* **Goal**: Copy every line of the records below word for word, but leave the pictures out.

======== Information provided

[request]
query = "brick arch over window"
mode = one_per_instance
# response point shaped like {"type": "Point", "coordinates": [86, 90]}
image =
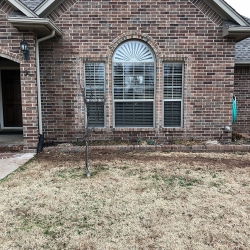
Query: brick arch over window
{"type": "Point", "coordinates": [134, 36]}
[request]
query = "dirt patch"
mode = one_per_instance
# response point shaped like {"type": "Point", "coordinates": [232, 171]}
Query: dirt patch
{"type": "Point", "coordinates": [132, 200]}
{"type": "Point", "coordinates": [211, 159]}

================

* **Full output**:
[request]
query = "brick arch over window"
mode = one_per_instance
# response point shaped like {"type": "Point", "coordinates": [86, 90]}
image =
Query: brick arch over window
{"type": "Point", "coordinates": [134, 36]}
[request]
query = "dirt patch"
mode = one_per_instance
# response point shaped like {"type": "Point", "coordinates": [232, 171]}
Query: dirt patch
{"type": "Point", "coordinates": [132, 200]}
{"type": "Point", "coordinates": [211, 159]}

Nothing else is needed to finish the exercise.